Text section start
I wonder if it might happen that each cog's write might end up in the LUT of the other cog? That would at least be symmetrical and consistent!
This is how you move HUB <--> LUT
RD/WRLUT is for moving between COG <--> LUT and it has no SETQ/SETQ2 equivalent.
The PTRA/B effects will also be valid for RD/WRLUT in the next silicon.
COG0 & COG1 LUTs may contain different values.
If COG0 has enabled sharing, then when COG1 writes to its LUT, that will be also written to COG0's LUT.
Similarly, if COG1 has enabled sharing, then when COG0 writes to its LUT, that will also be written to COG1's LUT.
There is currently a bug when reading from the same location as writing. This will be fixed in the next silicon. Currently you need to read it twice and compare.
I don't think there is, or will be, any contention protection when both cogs write to the same LUT address.
I'd prefer each cog's LUT to get its own data.
What happens if there are simultaneous writes to different locations - does or will that work? And can we say for certain yet what will work in the final hardware for different combinations of LUT sharing and simultaneous reading and writing?
Yes, Chip has it implemented in the FPGA. I've tested it. The read data corruption no longer occurs.
A little difficult to prove given the somewhat unknown nature of coordinating two cogs but, supposedly, the reading cog receives the new data being written by the writing cog. This will be done with extra mux circuit to copy around the RAM when the two accesses coincide.
Text section end
Information given start
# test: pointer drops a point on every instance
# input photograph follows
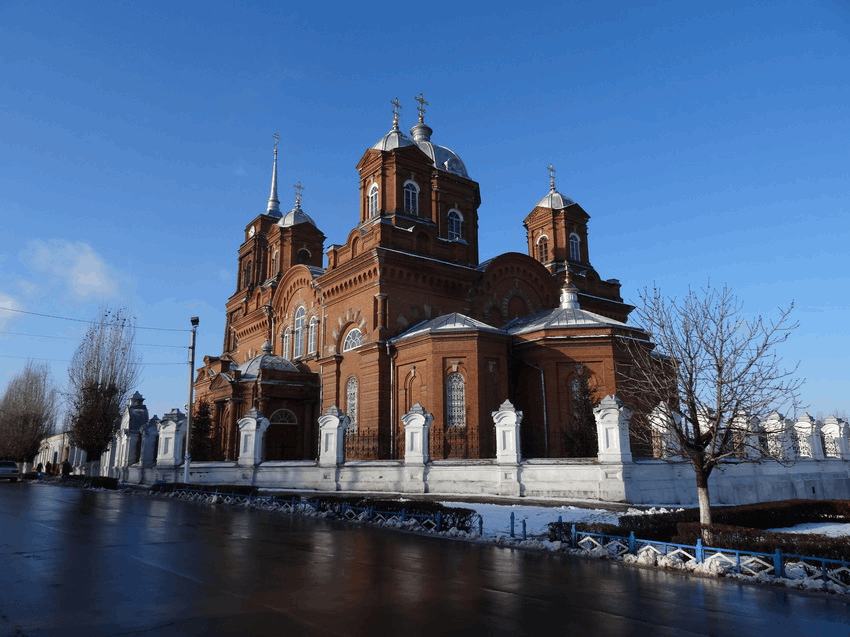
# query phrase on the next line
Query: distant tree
(581, 438)
(103, 371)
(27, 412)
(716, 374)
(202, 442)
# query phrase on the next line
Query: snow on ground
(497, 517)
(830, 529)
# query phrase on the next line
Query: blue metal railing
(779, 564)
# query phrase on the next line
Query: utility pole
(187, 459)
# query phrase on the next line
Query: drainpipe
(392, 396)
(545, 417)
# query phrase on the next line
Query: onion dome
(296, 215)
(394, 139)
(442, 157)
(251, 368)
(554, 199)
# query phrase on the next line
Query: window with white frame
(300, 316)
(411, 198)
(287, 342)
(455, 220)
(373, 200)
(353, 340)
(314, 328)
(543, 249)
(455, 400)
(575, 247)
(351, 402)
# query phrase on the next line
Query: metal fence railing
(747, 563)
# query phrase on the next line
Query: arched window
(283, 417)
(455, 220)
(300, 315)
(351, 402)
(455, 400)
(353, 340)
(543, 249)
(575, 245)
(287, 342)
(314, 325)
(411, 198)
(373, 200)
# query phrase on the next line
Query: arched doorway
(282, 436)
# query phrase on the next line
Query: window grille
(300, 315)
(353, 340)
(351, 402)
(454, 225)
(455, 400)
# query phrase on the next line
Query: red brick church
(403, 311)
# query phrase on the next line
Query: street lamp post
(187, 459)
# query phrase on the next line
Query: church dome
(442, 157)
(555, 200)
(295, 216)
(394, 139)
(251, 368)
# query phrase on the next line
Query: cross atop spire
(396, 107)
(273, 208)
(421, 107)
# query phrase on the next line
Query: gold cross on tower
(421, 107)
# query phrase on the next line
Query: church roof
(251, 368)
(394, 139)
(446, 324)
(555, 200)
(443, 158)
(295, 216)
(562, 317)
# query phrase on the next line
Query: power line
(71, 338)
(65, 318)
(60, 360)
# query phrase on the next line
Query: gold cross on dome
(421, 107)
(396, 107)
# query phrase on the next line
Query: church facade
(403, 312)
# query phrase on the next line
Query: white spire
(569, 293)
(274, 205)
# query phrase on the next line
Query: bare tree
(103, 371)
(716, 374)
(27, 412)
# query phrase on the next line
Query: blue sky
(708, 141)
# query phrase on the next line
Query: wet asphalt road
(76, 562)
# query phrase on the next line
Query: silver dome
(555, 200)
(394, 139)
(443, 158)
(250, 369)
(294, 217)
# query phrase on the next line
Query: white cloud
(76, 266)
(8, 317)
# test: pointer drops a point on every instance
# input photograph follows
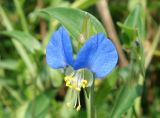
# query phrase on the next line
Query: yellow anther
(68, 83)
(84, 83)
(74, 86)
(67, 78)
(78, 89)
(68, 104)
(78, 108)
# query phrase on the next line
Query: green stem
(90, 102)
(21, 15)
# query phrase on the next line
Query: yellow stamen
(68, 104)
(67, 78)
(78, 108)
(84, 83)
(78, 89)
(68, 83)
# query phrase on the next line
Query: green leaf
(26, 39)
(73, 19)
(133, 25)
(9, 64)
(38, 108)
(125, 99)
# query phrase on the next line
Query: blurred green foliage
(30, 89)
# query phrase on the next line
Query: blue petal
(98, 54)
(59, 50)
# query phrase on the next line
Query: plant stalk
(90, 102)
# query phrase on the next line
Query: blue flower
(98, 55)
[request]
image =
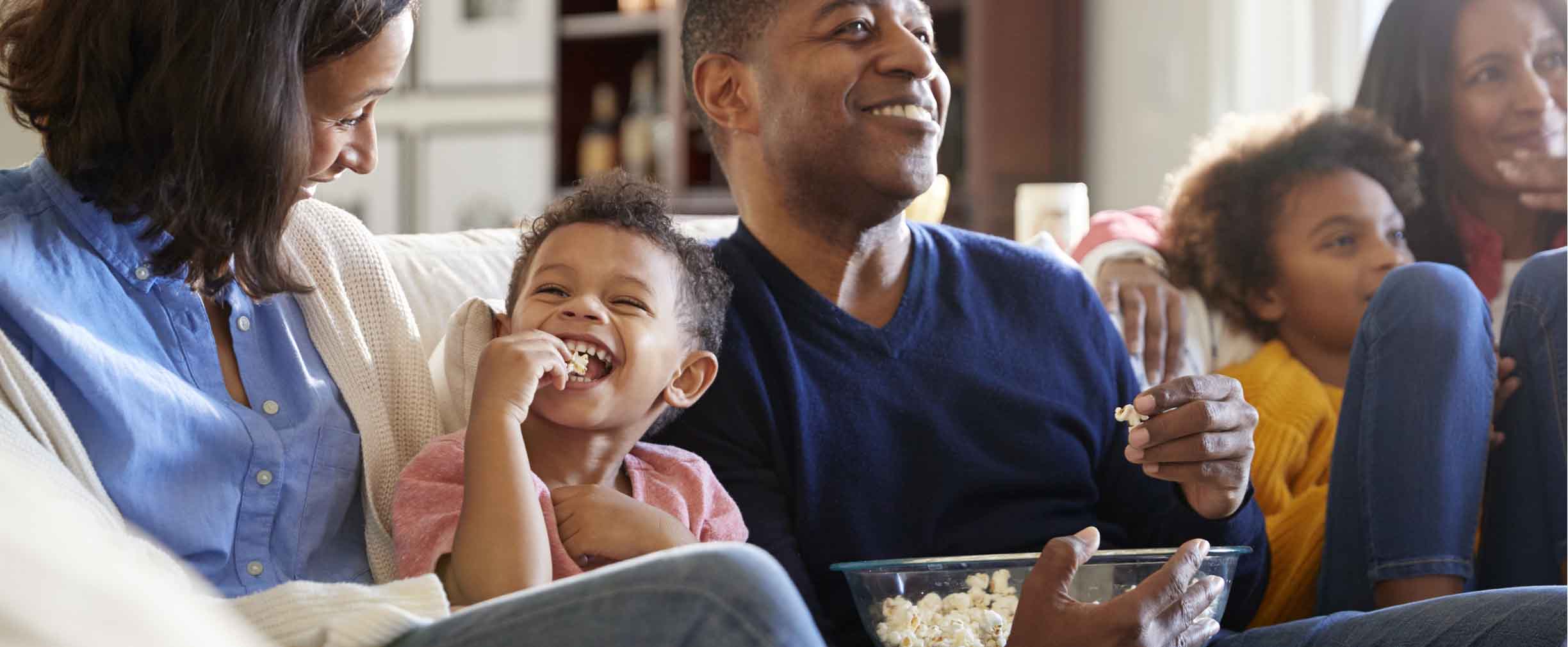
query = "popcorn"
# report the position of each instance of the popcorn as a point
(1131, 416)
(579, 364)
(974, 618)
Information given end
Quote the stretch of the LUT-sharing thread from "Similarly, if COG1" through "no longer occurs.". The data plays no part in this exercise.

## Reply to the exercise
Similarly, if COG1 has enabled sharing, then when COG0 writes to its LUT, that will also be written to COG1's LUT.
There is currently a bug when reading from the same location as writing. This will be fixed in the next silicon. Currently you need to read it twice and compare.
I don't think there is, or will be, any contention protection when both cogs write to the same LUT address.
I'd prefer each cog's LUT to get its own data.
What happens if there are simultaneous writes to different locations - does or will that work? And can we say for certain yet what will work in the final hardware for different combinations of LUT sharing and simultaneous reading and writing?
Yes, Chip has it implemented in the FPGA. I've tested it. The read data corruption no longer occurs.